◆ **Job**: Pull out each line in the listing below that contains the word "Mark".

◆ **Stored items**:
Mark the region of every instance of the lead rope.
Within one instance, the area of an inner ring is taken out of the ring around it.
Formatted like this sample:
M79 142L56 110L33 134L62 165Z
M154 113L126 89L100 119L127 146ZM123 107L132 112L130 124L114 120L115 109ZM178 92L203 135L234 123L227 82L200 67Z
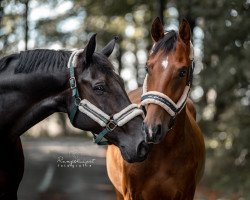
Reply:
M130 104L120 112L114 114L113 117L110 117L108 114L97 108L94 104L90 103L87 99L81 100L74 75L74 67L76 66L77 56L82 52L83 49L74 51L71 54L68 62L68 68L70 70L69 82L70 88L72 90L72 97L74 98L74 102L72 103L70 109L70 121L73 124L78 110L84 113L92 120L97 122L101 127L104 127L104 129L99 134L92 133L94 136L94 142L98 145L107 145L109 144L108 141L102 141L107 133L113 131L117 126L123 126L136 116L143 115L143 112L137 104Z

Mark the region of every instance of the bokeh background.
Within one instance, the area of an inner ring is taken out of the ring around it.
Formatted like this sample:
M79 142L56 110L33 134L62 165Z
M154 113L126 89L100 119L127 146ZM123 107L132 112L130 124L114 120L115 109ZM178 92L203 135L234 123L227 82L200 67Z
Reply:
M83 48L96 32L100 50L118 35L111 59L128 91L141 86L145 77L153 19L159 16L166 30L177 30L179 20L186 18L196 61L190 97L207 152L196 199L250 199L249 0L1 0L0 5L1 57L34 48ZM20 198L38 199L35 193L40 199L114 198L105 150L91 145L87 135L73 129L59 113L22 136L26 172ZM62 154L94 158L99 164L88 169L55 168ZM52 176L55 169L57 175ZM77 179L62 178L67 176ZM46 180L50 182L41 190L35 187L40 180L45 186ZM70 189L72 184L83 186ZM84 191L97 196L86 196Z

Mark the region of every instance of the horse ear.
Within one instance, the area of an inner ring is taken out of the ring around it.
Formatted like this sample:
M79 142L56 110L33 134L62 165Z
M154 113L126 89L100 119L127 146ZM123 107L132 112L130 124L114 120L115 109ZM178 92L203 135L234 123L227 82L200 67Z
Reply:
M84 48L85 60L87 64L92 62L92 56L93 53L95 52L95 47L96 47L96 33L91 36L87 46Z
M179 26L179 36L186 45L189 45L191 39L191 29L186 19L183 19Z
M164 28L159 17L155 18L151 26L151 36L155 42L164 37Z
M118 40L118 36L115 36L101 51L102 54L109 57L114 50L115 43Z

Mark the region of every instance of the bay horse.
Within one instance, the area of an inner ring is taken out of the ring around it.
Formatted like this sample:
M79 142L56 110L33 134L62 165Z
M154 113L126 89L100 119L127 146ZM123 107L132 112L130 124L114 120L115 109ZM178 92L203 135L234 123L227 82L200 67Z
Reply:
M143 88L132 91L133 103L145 109L143 132L150 143L141 163L124 161L118 149L107 150L107 172L117 199L191 200L205 163L203 135L188 93L193 73L190 27L164 33L159 18L151 27L154 40Z
M0 60L1 200L17 199L24 172L20 136L54 112L67 113L73 126L93 132L97 144L105 137L128 162L146 158L141 110L131 104L108 60L116 39L101 52L95 52L94 34L84 50L37 49Z

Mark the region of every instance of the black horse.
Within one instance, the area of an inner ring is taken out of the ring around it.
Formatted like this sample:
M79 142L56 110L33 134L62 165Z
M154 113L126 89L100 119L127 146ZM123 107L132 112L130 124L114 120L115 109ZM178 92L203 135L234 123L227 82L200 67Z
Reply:
M122 79L108 60L115 39L95 52L95 35L77 56L74 68L79 97L112 115L130 105ZM20 135L54 112L70 115L72 87L69 84L71 51L37 49L12 54L0 60L0 199L17 199L23 176L24 157ZM106 134L109 143L121 150L128 162L142 161L147 155L142 117ZM77 111L72 124L98 133L102 127Z

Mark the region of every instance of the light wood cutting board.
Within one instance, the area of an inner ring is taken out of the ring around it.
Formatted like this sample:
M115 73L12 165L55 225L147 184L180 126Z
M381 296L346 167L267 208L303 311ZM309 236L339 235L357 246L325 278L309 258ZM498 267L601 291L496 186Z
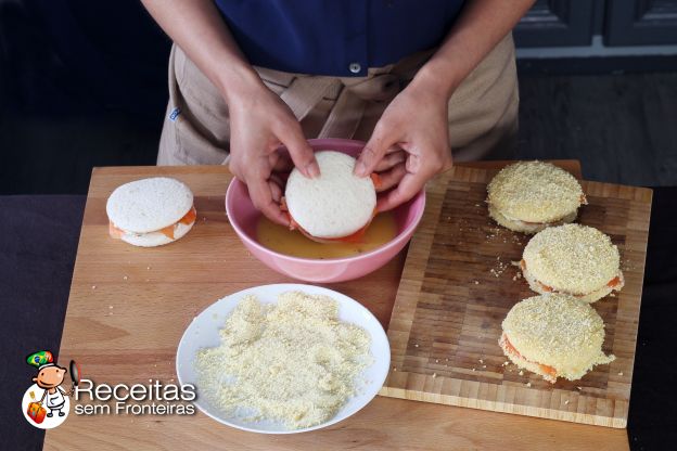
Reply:
M618 245L626 284L593 308L616 356L577 382L551 385L520 372L498 346L501 322L535 294L519 268L528 236L488 218L494 170L456 167L427 189L409 246L388 338L392 370L382 395L612 427L627 423L644 271L651 190L583 182L589 205L578 222Z

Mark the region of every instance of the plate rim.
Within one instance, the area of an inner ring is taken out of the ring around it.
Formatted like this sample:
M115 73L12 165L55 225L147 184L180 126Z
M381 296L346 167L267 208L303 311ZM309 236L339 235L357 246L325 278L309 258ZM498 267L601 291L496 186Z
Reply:
M324 286L319 286L319 285L311 285L311 284L304 284L304 283L271 283L271 284L264 284L264 285L255 285L255 286L250 286L247 288L243 288L240 289L238 292L233 292L230 293L217 300L215 300L214 302L205 306L193 319L193 321L191 321L187 326L186 330L183 331L183 334L181 334L181 338L179 339L178 346L177 346L177 351L176 351L176 356L175 356L175 370L177 373L177 381L179 384L184 384L186 382L182 381L181 377L181 372L179 369L179 353L181 350L181 346L184 343L184 339L188 336L188 332L191 328L193 322L202 314L204 314L204 312L206 310L208 310L209 308L212 308L214 305L221 302L221 301L228 301L229 299L231 299L234 296L239 296L242 297L243 294L250 294L256 289L260 289L260 288L268 288L268 289L279 289L279 293L284 293L284 292L289 292L289 291L303 291L304 288L310 287L314 291L320 291L320 292L324 292L323 294L329 295L330 297L332 297L332 295L338 295L341 297L344 297L345 299L347 299L349 302L348 304L353 304L355 307L357 307L359 310L361 310L362 312L365 312L367 314L367 317L373 321L375 324L378 324L378 334L382 335L383 338L383 343L386 346L386 351L384 352L384 359L386 359L386 364L385 364L385 371L383 372L382 377L379 377L379 379L374 379L374 384L376 384L379 386L379 389L375 390L375 392L373 394L373 396L368 397L365 399L363 402L360 402L357 408L349 413L348 415L338 418L337 415L334 415L333 417L331 417L329 421L324 422L324 423L320 423L318 425L315 426L310 426L310 427L304 427L301 429L284 429L284 430L264 430L264 429L256 429L256 428L252 428L252 427L246 427L246 426L242 426L239 424L234 424L231 423L220 416L217 416L215 414L213 414L212 412L207 411L203 405L201 405L201 403L197 400L193 400L191 401L191 403L193 405L195 405L197 408L197 410L200 410L202 413L204 413L205 415L207 415L208 417L210 417L212 420L223 424L226 426L229 427L233 427L240 430L245 430L245 431L250 431L250 433L256 433L256 434L270 434L270 435L288 435L288 434L302 434L302 433L308 433L311 430L318 430L318 429L323 429L325 427L332 426L336 423L340 423L344 420L349 418L350 416L355 415L357 412L359 412L360 410L365 409L367 407L367 404L369 404L371 401L373 401L373 399L379 395L379 391L381 390L381 388L383 387L383 385L385 384L385 379L387 378L388 372L389 372L389 366L391 366L391 344L387 337L387 333L385 332L385 328L383 327L383 325L381 324L381 322L379 321L379 319L371 312L371 310L369 310L367 307L365 307L361 302L359 302L357 299L343 294L341 292L337 292L335 289L331 289L331 288L327 288ZM317 293L317 292L316 292ZM239 301L238 301L239 304ZM272 302L271 302L272 304ZM235 305L237 306L237 305ZM340 306L341 307L341 306ZM234 309L234 307L233 307ZM341 314L341 313L340 313ZM355 323L352 323L355 324ZM360 325L361 327L363 327L362 324L357 324ZM372 334L370 334L372 335ZM372 343L374 340L373 335L371 336ZM375 359L376 357L374 357L374 363L375 363ZM380 383L380 384L379 384ZM193 384L194 385L194 384ZM195 388L197 388L195 386Z

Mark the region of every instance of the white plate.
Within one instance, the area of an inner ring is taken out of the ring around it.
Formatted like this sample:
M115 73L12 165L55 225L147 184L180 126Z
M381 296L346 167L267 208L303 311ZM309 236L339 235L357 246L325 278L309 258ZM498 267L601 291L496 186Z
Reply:
M280 423L273 423L270 421L243 422L238 417L228 416L219 409L209 404L205 397L200 396L200 386L196 384L197 375L193 366L195 353L201 348L219 346L219 328L223 326L226 318L235 308L244 295L253 294L256 295L260 302L272 304L277 301L279 294L291 291L301 291L309 294L327 295L332 297L338 302L338 318L342 321L357 324L365 328L369 335L371 335L371 353L374 361L371 366L363 371L361 375L367 381L367 384L361 386L362 388L360 391L355 397L350 398L334 417L325 423L312 427L290 430ZM369 403L369 401L376 396L385 382L389 364L391 346L388 345L385 332L383 331L381 323L379 323L379 320L376 320L376 318L361 304L332 289L293 283L255 286L253 288L233 293L230 296L217 300L195 317L193 322L183 333L177 350L177 375L179 377L179 382L181 384L193 384L197 387L197 399L194 401L197 409L214 420L228 426L263 434L303 433L306 430L327 427L347 418L367 405L367 403Z

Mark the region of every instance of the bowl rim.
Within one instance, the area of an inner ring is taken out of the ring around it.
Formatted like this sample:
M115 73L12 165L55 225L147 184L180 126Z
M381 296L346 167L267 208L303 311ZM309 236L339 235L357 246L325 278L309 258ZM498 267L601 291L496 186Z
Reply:
M308 143L310 144L310 146L312 147L314 151L317 151L317 147L320 146L324 146L324 145L343 145L343 146L355 146L355 147L363 147L365 146L365 142L362 141L357 141L357 140L345 140L345 139L310 139L308 140ZM375 247L367 253L363 254L357 254L350 257L338 257L338 258L322 258L322 259L318 259L318 258L305 258L305 257L294 257L288 254L281 254L278 253L276 250L272 250L269 247L264 246L263 244L260 244L259 242L257 242L256 240L250 237L250 235L247 233L245 233L245 231L240 227L240 224L238 223L238 220L232 220L231 218L234 218L231 215L231 209L229 207L229 199L232 197L232 190L234 189L233 186L237 184L244 184L243 182L241 182L239 179L237 179L235 177L233 177L230 181L230 183L228 184L228 190L226 191L226 198L225 198L225 203L226 203L226 214L228 215L228 222L230 223L230 226L235 230L235 233L248 245L255 247L257 250L260 252L265 252L265 253L269 253L272 254L276 257L289 260L289 261L293 261L293 262L298 262L298 263L308 263L308 262L312 262L312 263L320 263L320 265L335 265L335 263L350 263L350 262L356 262L366 258L369 258L375 254L382 254L384 250L389 249L392 247L396 247L398 246L403 241L408 240L409 236L411 236L413 234L413 231L416 230L416 228L419 226L419 223L421 222L421 218L423 218L423 212L425 211L425 188L423 188L421 191L419 191L411 199L409 199L408 202L414 203L419 199L421 199L421 202L423 203L422 208L416 214L416 216L413 217L413 219L411 220L411 222L401 231L399 232L397 235L395 235L395 237L391 241L388 241L387 243L382 244L379 247Z

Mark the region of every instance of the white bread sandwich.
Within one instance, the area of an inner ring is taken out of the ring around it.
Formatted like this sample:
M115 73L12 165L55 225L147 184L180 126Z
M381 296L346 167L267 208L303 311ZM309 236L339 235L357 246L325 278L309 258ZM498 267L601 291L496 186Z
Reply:
M624 285L618 248L599 230L564 224L538 232L520 262L536 293L564 293L595 302Z
M610 363L602 351L604 322L589 304L562 294L529 297L508 312L498 342L518 366L555 383L582 378L592 366Z
M572 222L587 204L578 180L550 163L520 162L501 169L487 185L489 216L500 226L536 233Z
M294 169L286 181L282 209L290 228L321 243L359 242L375 215L378 178L355 176L355 158L341 152L319 151L315 157L319 177Z
M112 237L135 246L173 243L195 223L193 193L182 182L154 177L125 183L106 203Z

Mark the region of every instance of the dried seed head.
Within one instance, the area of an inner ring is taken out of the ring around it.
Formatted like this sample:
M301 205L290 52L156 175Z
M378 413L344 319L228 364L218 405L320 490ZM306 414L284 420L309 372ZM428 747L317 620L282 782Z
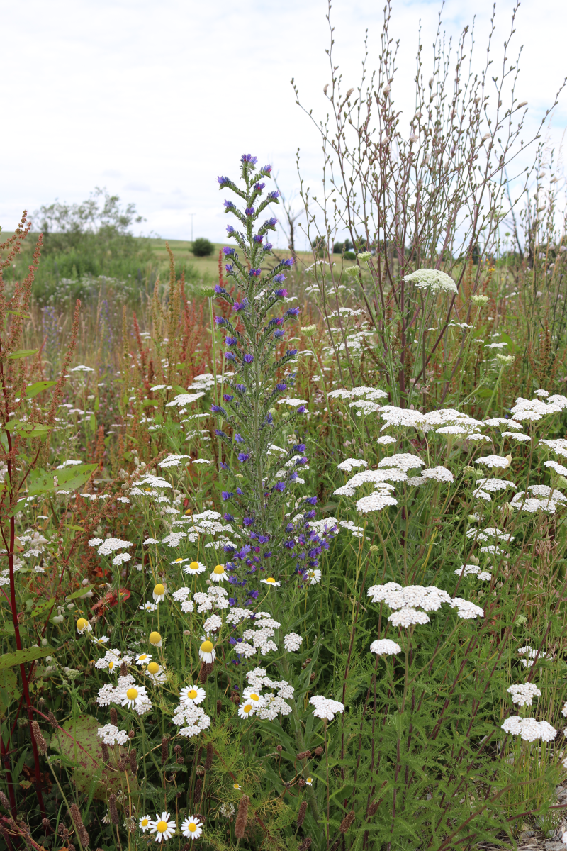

◆ **Written reply**:
Mark the region of every instance of the lead rope.
Mark the region of every instance of the bokeh background.
Mark the region of every instance of the horse ear.
Mark the region of every instance of the bay horse.
Mark the region of every instance of the black horse.
Mark the region of every instance of the light wood cutting board.
Mark the region of every instance of the plate rim.
Mark the region of every instance of the white plate.
Mark the region of every instance of the bowl rim.
Mark the region of every instance of the white bread sandwich.
Mark the region of every instance of the dried seed head.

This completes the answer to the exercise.